Task description:
Retype the listing in full. Change nothing.
##### Extracted entries
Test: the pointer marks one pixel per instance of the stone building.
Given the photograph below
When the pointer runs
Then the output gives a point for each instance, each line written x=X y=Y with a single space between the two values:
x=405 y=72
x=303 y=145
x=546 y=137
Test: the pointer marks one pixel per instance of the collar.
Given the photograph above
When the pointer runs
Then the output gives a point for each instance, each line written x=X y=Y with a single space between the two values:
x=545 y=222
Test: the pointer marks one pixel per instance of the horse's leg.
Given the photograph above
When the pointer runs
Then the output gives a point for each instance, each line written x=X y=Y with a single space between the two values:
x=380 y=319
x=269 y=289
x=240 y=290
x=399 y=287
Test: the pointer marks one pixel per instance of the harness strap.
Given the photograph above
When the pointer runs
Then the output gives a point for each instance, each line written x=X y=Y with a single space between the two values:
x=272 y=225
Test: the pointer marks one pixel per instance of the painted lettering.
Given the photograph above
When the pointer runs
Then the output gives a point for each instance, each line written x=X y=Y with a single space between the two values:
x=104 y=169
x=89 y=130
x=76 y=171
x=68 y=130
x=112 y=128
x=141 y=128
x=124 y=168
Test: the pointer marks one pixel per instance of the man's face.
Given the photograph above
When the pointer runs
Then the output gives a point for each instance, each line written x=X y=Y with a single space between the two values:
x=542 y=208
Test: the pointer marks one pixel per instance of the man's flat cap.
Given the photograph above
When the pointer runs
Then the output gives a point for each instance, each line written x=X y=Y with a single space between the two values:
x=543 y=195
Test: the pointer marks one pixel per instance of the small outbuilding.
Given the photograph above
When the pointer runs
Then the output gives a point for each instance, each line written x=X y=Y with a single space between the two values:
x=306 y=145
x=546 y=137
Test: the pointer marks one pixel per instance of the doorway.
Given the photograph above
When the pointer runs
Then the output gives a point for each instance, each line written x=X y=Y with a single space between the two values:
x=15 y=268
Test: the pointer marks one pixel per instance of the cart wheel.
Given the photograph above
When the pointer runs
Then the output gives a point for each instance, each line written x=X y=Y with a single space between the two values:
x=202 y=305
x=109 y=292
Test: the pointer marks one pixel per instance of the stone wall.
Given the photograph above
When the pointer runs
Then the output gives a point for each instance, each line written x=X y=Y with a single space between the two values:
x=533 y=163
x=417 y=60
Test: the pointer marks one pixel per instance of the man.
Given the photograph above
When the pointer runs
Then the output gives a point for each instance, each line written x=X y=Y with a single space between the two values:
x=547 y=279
##########
Your solution:
Test: the pointer marks one pixel per instance of the stone building.
Given the photograph below
When the pointer runs
Then the output gives a point for each instance, each line written x=X y=Y with a single space between the two values:
x=405 y=72
x=303 y=145
x=546 y=137
Test: the pointer marks one pixel per instance of the collar.
Given the photograph above
When the pointer runs
Then the output gives a point for each instance, each line written x=X y=Y with a single space between the two values:
x=545 y=222
Test: the pointer marks one pixel per instance of the horse's leg.
Given the photograph above
When the pointer runs
Then the output gives a point for each instance, each line written x=X y=Y with a single space between the two values:
x=380 y=319
x=269 y=289
x=240 y=290
x=399 y=287
Test: the pointer marks one pixel per instance of the harness strap.
Given the photograph above
When the pointer runs
Then the output gives a point for each instance, each line written x=X y=Y with a single space between the two values:
x=272 y=225
Test: the pointer marks one pixel per instance of the painted lettering.
Given the photograph above
When the pointer runs
Then the output gives a point for each instance, each line written x=X y=Y with a single space between the two values:
x=104 y=169
x=89 y=130
x=76 y=171
x=68 y=130
x=112 y=128
x=141 y=128
x=124 y=168
Test: the pointer marks one pixel per instance of the man's face.
Given the photograph above
When the pointer runs
Then the output gives a point for each instance, each line written x=X y=Y with a single space between the two values:
x=542 y=208
Test: the pointer marks one pixel per instance of the man's flat cap.
Given the photograph above
When the pointer runs
Then the output gives a point for each instance, each line written x=X y=Y with a single space between the two values:
x=543 y=195
Test: the pointer marks one pixel per instance of the small outbuilding.
Given the photograph above
When the pointer runs
Then the output gives a point for each instance, each line written x=X y=Y with a single space between the two values:
x=306 y=145
x=546 y=137
Test: the pointer marks one pixel per instance of the doorway.
Given the photograph above
When the pointer runs
Then the output gives a point for each instance, each line written x=X y=Y with a single space between the two values:
x=15 y=268
Test: the pointer marks one pixel per instance of the cart wheel.
Given the photograph above
When the pointer runs
Then the output gives a point for each instance, each line written x=X y=Y with a single space between the two values:
x=202 y=305
x=109 y=292
Test: the pointer marks one pixel per instance of the stone wall.
Given the photograph above
When the pointer runs
Then the output gives a point for each instance, each line written x=X y=Y with a single space between the two values:
x=533 y=163
x=417 y=60
Test: the pointer marks one pixel per instance of the man.
Given the photograph above
When the pointer runs
Then the output gives a point for each instance, each line written x=X y=Y with a single space between the two values:
x=547 y=279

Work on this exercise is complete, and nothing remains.